The applicable law in this case is the Idaho Income Tax Act which was approved March 19, 1959, and given retroactive effect from and after January 1, 1959, Laws 1959, c. 299. Taxpayer's first contention is that the Idaho Income Tax Act does not in fact levy a tax upon her 1959 Oklahoma income.
Prior to enactment of the Idaho Income Tax Act, the governing law in this area was the Property Relief Act of 1931, Laws 1931, Ex.Sess., c. 2. Section 63-3013(b) 7 of the Property Relief Act specifically exempted from taxation, "Income of resident persons and domestic corporations of the state of Idaho, from salaries, wages or compensation for personal service, or from the conducting and carrying on of their professions, vocations, trades or businesses, when derived from sources outside of the state of Idaho." Due to the above exemption, taxpayer's Oklahoma income would not have been reportable to Idaho under the 1931 Property Relief Act. See: Barraclough v. State Tax Commission, 75 Idaho 4, 266 P.2d 371 (1954).

§ DATA SUPPLIED:
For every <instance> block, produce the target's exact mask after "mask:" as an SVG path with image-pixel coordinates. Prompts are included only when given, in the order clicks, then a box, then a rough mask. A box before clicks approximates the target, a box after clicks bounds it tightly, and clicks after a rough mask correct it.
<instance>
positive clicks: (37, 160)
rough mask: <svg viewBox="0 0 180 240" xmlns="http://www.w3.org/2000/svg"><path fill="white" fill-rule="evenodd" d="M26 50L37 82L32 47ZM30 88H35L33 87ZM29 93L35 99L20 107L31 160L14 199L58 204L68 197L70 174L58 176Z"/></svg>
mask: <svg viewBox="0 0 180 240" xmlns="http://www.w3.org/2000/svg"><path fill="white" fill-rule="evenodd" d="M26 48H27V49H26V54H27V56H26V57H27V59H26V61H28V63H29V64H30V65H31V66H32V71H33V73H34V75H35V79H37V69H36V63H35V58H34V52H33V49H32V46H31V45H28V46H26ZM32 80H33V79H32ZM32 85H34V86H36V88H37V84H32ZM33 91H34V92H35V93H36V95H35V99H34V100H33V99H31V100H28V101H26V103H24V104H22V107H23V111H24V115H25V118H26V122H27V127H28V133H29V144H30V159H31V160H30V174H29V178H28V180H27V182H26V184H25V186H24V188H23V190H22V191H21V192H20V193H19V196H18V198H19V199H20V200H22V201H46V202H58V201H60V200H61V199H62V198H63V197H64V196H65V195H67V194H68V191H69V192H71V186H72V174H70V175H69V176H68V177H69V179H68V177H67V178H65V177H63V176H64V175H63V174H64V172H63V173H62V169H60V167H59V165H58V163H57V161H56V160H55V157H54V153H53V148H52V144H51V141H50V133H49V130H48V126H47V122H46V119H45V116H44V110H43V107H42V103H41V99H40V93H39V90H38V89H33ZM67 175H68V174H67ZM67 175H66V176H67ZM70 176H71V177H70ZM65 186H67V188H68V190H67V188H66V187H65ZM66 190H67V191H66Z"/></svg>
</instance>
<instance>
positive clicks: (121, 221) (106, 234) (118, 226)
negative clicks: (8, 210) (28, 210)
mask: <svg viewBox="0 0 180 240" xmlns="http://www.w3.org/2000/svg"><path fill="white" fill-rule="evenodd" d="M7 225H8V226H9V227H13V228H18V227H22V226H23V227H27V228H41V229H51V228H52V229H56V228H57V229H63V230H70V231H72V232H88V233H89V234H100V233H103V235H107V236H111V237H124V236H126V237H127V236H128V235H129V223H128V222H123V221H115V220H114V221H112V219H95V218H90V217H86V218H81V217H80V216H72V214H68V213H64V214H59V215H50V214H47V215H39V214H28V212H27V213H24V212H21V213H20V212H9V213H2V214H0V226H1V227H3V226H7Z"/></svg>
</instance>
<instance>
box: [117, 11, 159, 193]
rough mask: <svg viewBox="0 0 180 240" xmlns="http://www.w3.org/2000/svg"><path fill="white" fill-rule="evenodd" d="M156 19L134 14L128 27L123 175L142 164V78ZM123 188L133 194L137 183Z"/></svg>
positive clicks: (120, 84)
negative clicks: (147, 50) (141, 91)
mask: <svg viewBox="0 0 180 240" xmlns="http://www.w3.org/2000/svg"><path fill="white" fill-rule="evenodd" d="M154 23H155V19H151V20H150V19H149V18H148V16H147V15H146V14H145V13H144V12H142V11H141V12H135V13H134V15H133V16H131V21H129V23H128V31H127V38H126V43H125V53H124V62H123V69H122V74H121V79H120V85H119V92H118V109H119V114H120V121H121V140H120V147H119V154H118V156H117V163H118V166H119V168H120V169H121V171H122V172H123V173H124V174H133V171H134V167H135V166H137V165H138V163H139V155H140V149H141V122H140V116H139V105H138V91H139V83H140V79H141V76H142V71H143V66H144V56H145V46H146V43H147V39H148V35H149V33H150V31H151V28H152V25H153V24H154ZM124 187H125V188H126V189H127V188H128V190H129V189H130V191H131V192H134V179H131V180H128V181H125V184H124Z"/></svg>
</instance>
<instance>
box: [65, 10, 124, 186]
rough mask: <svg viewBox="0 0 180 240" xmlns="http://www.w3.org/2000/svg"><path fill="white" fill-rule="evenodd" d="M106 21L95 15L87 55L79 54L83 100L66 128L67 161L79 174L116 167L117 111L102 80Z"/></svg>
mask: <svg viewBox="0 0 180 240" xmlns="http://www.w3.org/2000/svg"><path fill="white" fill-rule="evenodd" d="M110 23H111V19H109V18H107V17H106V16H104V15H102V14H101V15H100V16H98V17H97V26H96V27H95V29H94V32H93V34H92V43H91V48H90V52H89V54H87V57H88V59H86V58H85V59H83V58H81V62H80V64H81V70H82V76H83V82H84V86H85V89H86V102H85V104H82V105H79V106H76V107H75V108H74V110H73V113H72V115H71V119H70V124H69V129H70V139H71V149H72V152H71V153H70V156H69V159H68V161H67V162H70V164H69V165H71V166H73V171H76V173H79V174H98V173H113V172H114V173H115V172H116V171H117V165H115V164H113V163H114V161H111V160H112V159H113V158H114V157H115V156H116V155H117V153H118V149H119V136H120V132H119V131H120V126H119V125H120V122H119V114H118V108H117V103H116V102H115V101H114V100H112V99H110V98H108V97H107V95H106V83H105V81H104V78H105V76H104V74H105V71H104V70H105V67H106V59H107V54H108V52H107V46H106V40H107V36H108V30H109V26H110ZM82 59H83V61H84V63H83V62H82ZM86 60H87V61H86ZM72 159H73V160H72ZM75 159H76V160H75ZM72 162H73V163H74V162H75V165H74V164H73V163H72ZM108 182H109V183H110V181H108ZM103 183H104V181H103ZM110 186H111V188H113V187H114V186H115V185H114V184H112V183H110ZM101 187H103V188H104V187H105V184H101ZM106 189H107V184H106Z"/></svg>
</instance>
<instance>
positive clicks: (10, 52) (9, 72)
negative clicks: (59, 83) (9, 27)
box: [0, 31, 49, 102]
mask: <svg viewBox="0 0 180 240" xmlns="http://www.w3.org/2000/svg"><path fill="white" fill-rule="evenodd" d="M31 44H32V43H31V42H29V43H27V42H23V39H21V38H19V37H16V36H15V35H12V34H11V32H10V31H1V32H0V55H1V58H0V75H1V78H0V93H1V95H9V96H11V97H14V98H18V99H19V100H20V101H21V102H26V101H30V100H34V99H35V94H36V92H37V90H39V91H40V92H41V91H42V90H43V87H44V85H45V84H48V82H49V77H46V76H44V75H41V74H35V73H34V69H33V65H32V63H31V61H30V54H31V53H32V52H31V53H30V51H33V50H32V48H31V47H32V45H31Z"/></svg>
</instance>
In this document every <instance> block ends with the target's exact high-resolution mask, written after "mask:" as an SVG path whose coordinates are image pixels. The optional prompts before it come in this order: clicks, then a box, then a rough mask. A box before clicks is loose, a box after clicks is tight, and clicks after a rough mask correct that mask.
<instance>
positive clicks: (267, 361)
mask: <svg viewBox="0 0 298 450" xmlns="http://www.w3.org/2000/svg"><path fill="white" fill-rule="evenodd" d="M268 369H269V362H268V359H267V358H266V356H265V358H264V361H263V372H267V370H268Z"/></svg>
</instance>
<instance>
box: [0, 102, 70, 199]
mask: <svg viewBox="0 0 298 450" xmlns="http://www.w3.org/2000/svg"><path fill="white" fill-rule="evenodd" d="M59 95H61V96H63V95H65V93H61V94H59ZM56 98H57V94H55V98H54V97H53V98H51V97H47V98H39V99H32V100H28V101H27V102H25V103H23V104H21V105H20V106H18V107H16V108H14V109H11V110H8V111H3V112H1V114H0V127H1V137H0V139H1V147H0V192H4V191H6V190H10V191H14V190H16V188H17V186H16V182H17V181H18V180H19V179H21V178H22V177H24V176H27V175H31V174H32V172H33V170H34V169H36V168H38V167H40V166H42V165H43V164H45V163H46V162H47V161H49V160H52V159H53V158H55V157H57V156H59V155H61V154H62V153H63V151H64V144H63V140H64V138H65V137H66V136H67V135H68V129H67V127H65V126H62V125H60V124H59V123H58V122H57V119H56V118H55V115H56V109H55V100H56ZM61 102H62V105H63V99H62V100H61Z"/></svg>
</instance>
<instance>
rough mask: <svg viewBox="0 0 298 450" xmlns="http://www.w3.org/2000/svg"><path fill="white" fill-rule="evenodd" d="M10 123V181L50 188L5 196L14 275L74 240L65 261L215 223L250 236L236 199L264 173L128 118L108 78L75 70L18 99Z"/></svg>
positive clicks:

§ JOB ITEM A:
In the passage on Idaho income tax law, what date was the Idaho Income Tax Act approved?
§ JOB ITEM B:
Print the portion of the passage on Idaho income tax law that begins at the words "The applicable law" and stops after the words "1959 Oklahoma income.".

§ WRITTEN REPLY A:
March 19, 1959

§ WRITTEN REPLY B:
The applicable law in this case is the Idaho Income Tax Act which was approved March 19, 1959, and given retroactive effect from and after January 1, 1959, Laws 1959, c. 299. Taxpayer's first contention is that the Idaho Income Tax Act does not in fact levy a tax upon her 1959 Oklahoma income.